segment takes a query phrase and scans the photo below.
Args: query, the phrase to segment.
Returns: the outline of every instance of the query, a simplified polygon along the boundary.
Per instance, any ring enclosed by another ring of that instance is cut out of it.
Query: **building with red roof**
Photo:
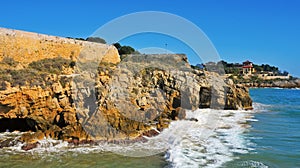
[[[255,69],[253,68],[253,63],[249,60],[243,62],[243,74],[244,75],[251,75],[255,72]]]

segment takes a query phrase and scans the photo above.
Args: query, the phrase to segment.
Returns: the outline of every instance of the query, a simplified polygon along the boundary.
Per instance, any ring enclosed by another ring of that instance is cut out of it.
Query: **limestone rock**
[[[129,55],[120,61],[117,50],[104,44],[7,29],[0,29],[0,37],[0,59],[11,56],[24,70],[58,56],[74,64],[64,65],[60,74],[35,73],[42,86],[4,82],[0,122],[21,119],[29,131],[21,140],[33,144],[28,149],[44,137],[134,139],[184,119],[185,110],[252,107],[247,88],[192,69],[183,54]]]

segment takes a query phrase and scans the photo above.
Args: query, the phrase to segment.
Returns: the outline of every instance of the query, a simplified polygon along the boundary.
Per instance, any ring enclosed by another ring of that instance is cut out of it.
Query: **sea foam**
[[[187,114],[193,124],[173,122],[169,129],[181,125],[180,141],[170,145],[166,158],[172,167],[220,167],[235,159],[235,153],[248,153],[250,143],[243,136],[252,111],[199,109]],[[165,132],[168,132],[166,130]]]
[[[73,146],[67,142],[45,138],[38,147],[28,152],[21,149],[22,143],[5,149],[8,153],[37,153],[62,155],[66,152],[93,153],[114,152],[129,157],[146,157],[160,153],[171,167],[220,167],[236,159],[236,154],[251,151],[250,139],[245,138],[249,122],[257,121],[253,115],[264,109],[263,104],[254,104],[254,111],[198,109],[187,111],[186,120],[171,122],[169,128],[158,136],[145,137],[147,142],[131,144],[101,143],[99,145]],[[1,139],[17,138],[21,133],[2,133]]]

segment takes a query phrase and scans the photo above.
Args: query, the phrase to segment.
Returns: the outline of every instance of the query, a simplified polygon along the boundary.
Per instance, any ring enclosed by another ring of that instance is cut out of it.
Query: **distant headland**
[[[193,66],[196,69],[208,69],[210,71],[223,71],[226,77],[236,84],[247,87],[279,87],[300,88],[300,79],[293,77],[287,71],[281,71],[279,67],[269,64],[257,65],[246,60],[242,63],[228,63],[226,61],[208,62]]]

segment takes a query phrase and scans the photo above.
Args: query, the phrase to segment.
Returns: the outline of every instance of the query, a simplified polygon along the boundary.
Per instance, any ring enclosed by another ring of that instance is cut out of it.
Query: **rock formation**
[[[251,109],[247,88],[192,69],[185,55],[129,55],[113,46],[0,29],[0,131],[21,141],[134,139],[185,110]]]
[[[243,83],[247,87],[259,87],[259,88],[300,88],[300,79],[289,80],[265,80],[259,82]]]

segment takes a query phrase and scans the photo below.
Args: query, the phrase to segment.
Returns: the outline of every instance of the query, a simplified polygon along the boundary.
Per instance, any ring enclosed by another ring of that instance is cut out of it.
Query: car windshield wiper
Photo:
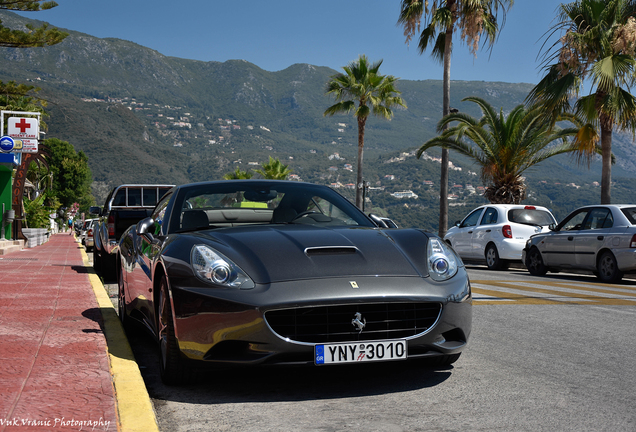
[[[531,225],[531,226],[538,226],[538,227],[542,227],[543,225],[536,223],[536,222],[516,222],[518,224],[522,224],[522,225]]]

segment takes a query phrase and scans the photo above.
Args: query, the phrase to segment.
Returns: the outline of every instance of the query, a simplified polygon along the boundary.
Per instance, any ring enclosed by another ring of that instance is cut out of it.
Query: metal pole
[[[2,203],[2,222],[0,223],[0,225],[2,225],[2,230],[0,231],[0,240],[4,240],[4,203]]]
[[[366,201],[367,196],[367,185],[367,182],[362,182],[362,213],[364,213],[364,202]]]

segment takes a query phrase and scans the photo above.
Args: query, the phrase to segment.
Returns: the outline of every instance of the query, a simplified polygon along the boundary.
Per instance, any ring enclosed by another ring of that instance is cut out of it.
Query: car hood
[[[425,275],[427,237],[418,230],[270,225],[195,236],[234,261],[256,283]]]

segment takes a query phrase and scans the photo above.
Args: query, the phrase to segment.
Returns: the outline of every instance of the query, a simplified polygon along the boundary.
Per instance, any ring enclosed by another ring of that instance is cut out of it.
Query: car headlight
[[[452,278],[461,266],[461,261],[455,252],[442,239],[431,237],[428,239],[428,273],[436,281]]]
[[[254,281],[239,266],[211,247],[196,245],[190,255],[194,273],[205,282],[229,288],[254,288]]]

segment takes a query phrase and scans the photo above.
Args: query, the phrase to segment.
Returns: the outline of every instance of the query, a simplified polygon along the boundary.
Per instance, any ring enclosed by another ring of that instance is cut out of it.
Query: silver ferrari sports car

------------

**Exercise goal:** Retype word for word all the material given above, and keep the pictures out.

**Answer to this exercise:**
segment takes a query phrase and scans the photo below.
Args: query, the phrase to segment.
Returns: the outline of every instance of the query, a simplified polygon along the boundary.
Per instance, any ring enclosed by another ring of that instance is cut out of it.
Query: **building with red roof**
Photo:
[[[255,69],[253,68],[253,63],[249,60],[243,62],[243,74],[244,75],[251,75],[255,72]]]

segment takes a query phrase and scans the photo above.
Args: query, the phrase to segment.
Returns: the outline of every instance of the query, a simplified polygon along the boundary.
Per instance, any ring enclosed by another ring of that instance is cut out of it.
Query: **limestone rock**
[[[129,55],[120,61],[117,50],[104,44],[7,29],[0,29],[0,37],[0,59],[11,56],[24,70],[58,56],[74,64],[64,65],[60,74],[35,73],[42,86],[4,82],[0,122],[21,119],[29,131],[21,140],[33,144],[28,149],[44,137],[134,139],[184,119],[185,110],[252,107],[247,88],[192,69],[183,54]]]

segment takes a query phrase and scans the photo above.
Args: query, the phrase to segment.
Returns: the outline of every instance of the query, a simplified polygon along the boundary.
Per instance, any ring enclosed by another ring of that instance is cut out of it.
Query: **sea foam**
[[[187,114],[193,124],[173,122],[169,129],[181,125],[180,141],[170,145],[166,158],[172,167],[220,167],[235,159],[235,153],[248,153],[250,143],[243,136],[252,111],[199,109]],[[165,132],[168,132],[166,130]]]
[[[73,146],[67,142],[45,138],[38,147],[28,152],[21,149],[22,143],[5,149],[8,153],[37,153],[62,155],[66,152],[93,153],[114,152],[129,157],[146,157],[160,153],[171,167],[220,167],[236,159],[236,154],[251,151],[250,139],[245,138],[249,122],[257,121],[253,115],[264,109],[263,104],[254,104],[254,111],[198,109],[187,111],[186,120],[171,122],[169,128],[158,136],[145,137],[147,142],[131,144],[101,143],[99,145]],[[1,139],[17,138],[21,133],[2,133]]]

segment takes a query phrase and scans the photo above.
Args: query, the phrase to segment.
Returns: the outline of every instance of the query, a simplified polygon along the boundary.
Per instance, any ring enclosed by another ring of that instance is cut out of it.
Query: **distant headland**
[[[193,66],[196,69],[208,69],[210,71],[223,71],[226,77],[236,84],[247,87],[279,87],[300,88],[300,79],[293,77],[287,71],[281,71],[279,67],[269,64],[257,65],[246,60],[242,63],[228,63],[226,61],[208,62]]]

segment takes a query phrase and scans the photo above.
Args: query, the phrase to segment.
Returns: the outline of every instance of the query, a simplified polygon along the boundary.
Per instance, any ring enclosed by another ring of that instance is cut out of it.
Query: **rock formation**
[[[251,109],[247,88],[192,69],[185,55],[129,55],[113,46],[0,29],[0,131],[21,141],[134,139],[185,110]]]
[[[243,83],[247,87],[259,87],[259,88],[300,88],[300,79],[289,80],[265,80],[259,82]]]

segment takes a query phrase and scans the photo below.
Args: query, the phrase to segment.
Returns: the outline of every instance of the query, a simplified polygon along the boundary.
Per instance, any ring enclosed by another ring of that instance is cut out of it.
Query: car windshield wiper
Photo:
[[[531,225],[531,226],[538,226],[538,227],[542,227],[543,225],[536,223],[536,222],[516,222],[518,224],[522,224],[522,225]]]

segment takes a query phrase and scans the photo above.
Args: query, the phrase to segment.
Returns: the outline of every instance of the query, a simplified polygon along the boundary.
Per instance, any ring enclosed by another ring of that instance is cut out of it.
Query: metal pole
[[[2,203],[2,222],[0,223],[0,225],[2,225],[2,230],[0,231],[0,240],[4,240],[4,203]]]
[[[366,201],[367,196],[367,185],[367,182],[362,182],[362,213],[364,213],[364,202]]]

segment takes a query phrase and scans the photo above.
Args: query, the phrase to segment.
Returns: the outline of every instance of the query, a simplified polygon along the boundary.
Per instance, any ring enclosed by another ring of that instance is cut out of it.
Query: car hood
[[[425,275],[427,237],[418,230],[270,225],[195,236],[234,261],[256,283]]]

segment takes a query phrase and scans the photo above.
Args: query, the phrase to segment.
Returns: the outline of every instance of the query, a simplified polygon along the boundary.
Per instance, any ring enclosed by another ring of that instance is cut out of it.
Query: car headlight
[[[452,278],[461,266],[461,261],[455,252],[442,239],[431,237],[428,239],[428,273],[436,281]]]
[[[254,281],[239,266],[211,247],[196,245],[190,255],[194,273],[205,282],[229,288],[254,288]]]

segment takes a query phrase and scans the photo above.
Args: query, the phrase to segment.
Returns: the outline of every instance of the query, a simplified polygon along the boundary.
Per instance, any ring enclosed by another ring of that instance is cut out of it.
Query: silver ferrari sports car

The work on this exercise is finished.